Scan the listing below and copy every line holding "grey".

★ ★ ★ ★

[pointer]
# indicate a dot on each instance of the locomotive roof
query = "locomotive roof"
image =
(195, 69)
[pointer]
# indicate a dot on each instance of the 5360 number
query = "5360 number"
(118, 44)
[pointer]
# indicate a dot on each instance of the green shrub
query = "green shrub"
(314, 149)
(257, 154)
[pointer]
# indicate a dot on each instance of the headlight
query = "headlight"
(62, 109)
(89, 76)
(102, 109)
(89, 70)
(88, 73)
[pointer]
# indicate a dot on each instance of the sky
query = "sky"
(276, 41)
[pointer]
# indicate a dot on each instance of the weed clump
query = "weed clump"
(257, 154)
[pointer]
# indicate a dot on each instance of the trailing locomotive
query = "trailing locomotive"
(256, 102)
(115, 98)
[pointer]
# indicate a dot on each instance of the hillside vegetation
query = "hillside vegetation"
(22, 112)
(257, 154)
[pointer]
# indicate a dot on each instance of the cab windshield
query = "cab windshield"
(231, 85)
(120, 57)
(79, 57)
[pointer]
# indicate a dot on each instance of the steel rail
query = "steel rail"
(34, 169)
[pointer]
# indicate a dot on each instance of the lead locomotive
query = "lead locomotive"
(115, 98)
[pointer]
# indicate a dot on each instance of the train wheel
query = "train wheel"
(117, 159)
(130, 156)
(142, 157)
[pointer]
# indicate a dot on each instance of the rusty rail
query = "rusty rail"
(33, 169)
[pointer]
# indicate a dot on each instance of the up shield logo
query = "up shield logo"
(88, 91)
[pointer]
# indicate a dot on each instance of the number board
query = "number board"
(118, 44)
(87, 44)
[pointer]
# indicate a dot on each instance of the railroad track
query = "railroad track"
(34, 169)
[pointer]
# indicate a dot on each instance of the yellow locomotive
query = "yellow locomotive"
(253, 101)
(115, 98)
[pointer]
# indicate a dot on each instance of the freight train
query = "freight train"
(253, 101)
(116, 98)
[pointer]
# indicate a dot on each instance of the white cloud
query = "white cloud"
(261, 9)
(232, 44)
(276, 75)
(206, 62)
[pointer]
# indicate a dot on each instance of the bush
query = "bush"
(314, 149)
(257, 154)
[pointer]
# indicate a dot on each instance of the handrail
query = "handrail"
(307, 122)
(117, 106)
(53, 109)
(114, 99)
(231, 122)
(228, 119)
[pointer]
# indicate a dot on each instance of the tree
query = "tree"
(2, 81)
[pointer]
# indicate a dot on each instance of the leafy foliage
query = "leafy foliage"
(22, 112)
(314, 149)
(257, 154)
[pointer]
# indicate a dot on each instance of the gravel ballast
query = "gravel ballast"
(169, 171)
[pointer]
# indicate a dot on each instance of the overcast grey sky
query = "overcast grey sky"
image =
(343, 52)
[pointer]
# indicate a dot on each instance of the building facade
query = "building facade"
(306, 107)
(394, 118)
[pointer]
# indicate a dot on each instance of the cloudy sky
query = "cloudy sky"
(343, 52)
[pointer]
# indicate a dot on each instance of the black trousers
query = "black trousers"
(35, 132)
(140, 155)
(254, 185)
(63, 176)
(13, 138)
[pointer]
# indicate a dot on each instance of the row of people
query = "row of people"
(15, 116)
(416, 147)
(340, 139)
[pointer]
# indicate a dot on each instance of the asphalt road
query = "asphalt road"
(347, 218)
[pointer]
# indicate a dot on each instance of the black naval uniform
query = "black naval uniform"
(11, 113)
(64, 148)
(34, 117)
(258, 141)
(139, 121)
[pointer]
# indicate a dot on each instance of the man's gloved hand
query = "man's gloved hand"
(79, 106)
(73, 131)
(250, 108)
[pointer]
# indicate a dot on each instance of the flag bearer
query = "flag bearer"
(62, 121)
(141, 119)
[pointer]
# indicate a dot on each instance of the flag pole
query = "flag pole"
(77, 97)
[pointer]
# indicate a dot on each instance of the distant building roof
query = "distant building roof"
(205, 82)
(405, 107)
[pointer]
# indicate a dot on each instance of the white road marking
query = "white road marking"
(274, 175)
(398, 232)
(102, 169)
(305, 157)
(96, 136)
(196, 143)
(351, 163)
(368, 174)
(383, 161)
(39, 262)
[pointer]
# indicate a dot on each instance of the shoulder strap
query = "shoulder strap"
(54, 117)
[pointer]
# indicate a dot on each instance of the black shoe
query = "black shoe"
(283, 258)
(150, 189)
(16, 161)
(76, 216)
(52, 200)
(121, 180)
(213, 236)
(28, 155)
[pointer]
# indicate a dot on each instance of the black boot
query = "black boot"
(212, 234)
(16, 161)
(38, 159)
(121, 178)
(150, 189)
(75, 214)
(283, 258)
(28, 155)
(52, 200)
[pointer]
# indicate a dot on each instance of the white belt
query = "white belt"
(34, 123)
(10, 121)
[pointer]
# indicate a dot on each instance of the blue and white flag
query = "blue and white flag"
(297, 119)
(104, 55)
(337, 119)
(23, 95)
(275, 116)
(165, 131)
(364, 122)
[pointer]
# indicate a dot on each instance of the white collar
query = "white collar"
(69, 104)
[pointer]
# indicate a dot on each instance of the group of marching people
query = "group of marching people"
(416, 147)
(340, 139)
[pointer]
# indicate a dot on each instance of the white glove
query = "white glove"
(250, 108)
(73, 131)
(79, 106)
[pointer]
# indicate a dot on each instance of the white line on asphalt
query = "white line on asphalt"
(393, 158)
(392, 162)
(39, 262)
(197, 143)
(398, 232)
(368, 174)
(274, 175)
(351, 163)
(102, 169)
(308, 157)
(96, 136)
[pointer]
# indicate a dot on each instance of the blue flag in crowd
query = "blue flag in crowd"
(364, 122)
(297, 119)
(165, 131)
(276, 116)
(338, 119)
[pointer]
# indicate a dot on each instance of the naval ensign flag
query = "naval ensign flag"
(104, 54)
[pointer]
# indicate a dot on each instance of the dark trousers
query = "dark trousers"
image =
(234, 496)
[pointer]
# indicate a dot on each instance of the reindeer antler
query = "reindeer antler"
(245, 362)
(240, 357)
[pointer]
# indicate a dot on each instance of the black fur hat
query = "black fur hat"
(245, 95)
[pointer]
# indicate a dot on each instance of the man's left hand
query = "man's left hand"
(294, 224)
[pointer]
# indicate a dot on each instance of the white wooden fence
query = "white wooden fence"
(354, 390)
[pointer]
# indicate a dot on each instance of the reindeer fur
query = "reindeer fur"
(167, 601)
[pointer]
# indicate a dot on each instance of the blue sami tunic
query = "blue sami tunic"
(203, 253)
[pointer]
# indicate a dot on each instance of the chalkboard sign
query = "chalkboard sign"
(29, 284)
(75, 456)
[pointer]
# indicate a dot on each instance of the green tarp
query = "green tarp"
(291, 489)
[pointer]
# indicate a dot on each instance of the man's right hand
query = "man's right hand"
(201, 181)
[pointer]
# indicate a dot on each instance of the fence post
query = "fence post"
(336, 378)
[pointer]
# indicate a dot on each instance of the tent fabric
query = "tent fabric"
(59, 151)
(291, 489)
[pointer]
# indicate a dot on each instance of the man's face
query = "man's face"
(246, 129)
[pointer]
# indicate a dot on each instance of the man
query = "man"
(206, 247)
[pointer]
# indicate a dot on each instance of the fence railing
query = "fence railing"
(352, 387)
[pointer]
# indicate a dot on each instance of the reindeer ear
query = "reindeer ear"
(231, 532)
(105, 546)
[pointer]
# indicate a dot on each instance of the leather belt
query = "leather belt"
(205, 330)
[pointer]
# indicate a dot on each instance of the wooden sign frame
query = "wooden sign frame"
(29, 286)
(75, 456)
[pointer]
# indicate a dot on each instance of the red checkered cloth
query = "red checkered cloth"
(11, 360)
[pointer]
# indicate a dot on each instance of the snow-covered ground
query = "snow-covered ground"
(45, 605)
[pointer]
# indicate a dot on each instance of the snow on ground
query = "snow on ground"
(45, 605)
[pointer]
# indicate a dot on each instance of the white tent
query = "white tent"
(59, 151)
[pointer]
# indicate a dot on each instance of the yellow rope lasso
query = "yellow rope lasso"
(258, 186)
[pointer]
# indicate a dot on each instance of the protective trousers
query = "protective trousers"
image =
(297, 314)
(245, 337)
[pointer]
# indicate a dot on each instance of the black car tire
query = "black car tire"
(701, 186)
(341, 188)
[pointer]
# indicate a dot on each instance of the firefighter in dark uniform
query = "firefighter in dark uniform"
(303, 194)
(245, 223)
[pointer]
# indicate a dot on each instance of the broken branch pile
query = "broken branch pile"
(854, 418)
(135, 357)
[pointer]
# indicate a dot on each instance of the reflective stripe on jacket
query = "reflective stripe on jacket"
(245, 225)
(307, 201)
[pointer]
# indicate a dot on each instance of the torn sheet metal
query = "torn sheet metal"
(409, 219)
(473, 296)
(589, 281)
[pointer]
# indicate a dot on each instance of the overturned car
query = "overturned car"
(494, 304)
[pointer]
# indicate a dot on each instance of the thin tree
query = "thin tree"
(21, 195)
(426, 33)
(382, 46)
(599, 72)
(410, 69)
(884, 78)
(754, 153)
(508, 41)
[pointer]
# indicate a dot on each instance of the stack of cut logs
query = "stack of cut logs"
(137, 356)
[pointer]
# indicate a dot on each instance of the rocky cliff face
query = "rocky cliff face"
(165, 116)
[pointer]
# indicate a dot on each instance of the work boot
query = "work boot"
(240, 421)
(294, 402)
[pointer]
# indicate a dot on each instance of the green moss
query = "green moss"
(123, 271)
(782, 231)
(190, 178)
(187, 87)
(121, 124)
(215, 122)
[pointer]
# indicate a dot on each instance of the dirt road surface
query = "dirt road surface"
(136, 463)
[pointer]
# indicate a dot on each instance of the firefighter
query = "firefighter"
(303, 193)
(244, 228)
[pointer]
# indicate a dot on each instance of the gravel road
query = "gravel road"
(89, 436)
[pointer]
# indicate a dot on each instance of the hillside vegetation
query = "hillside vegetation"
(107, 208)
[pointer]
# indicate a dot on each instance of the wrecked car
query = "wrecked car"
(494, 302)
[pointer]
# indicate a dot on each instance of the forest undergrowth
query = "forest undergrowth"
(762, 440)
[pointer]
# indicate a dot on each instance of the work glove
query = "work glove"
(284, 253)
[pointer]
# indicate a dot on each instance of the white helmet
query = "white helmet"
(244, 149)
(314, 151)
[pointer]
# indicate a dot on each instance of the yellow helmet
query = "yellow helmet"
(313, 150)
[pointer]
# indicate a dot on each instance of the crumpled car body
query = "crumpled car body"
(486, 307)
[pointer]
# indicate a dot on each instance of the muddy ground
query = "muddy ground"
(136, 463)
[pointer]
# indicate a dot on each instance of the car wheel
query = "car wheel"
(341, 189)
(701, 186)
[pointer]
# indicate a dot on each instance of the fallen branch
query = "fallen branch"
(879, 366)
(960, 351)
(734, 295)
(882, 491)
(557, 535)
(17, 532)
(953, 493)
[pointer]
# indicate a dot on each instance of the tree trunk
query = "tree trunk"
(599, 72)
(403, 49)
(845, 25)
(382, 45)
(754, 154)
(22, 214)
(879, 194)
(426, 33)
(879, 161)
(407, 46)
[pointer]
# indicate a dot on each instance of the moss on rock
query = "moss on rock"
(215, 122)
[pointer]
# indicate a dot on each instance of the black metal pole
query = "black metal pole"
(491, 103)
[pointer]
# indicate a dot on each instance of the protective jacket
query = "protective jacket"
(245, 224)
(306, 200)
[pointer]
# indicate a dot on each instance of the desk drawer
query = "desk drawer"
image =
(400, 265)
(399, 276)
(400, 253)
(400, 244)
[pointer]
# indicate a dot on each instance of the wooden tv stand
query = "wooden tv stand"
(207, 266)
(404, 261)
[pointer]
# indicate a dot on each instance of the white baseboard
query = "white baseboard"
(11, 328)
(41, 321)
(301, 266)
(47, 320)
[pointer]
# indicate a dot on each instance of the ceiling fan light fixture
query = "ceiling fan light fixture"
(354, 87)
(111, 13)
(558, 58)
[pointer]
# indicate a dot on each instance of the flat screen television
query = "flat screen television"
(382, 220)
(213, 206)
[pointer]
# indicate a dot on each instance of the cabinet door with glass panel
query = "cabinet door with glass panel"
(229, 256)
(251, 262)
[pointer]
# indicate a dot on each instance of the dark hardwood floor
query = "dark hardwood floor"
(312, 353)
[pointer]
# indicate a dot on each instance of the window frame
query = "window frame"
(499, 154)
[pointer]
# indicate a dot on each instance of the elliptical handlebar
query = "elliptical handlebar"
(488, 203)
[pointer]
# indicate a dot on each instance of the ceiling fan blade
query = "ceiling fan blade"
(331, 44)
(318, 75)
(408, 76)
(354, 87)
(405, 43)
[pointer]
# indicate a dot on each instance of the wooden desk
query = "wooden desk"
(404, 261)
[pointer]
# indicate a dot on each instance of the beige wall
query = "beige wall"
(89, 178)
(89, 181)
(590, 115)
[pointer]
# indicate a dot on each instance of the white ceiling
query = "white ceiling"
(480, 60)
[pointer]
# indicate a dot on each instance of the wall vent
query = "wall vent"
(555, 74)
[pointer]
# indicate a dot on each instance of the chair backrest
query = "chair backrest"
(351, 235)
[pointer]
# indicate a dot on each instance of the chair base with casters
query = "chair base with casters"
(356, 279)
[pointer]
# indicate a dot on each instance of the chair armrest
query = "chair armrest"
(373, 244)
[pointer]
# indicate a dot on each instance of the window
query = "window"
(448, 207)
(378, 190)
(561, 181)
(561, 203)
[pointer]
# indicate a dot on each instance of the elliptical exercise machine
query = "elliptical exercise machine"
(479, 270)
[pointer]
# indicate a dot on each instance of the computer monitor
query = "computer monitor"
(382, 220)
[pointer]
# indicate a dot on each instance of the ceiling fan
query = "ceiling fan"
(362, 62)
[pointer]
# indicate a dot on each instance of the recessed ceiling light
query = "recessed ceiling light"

★ ★ ★ ★

> Result of the task
# indicate a dot on each instance of the overcast grey sky
query = "overcast grey sky"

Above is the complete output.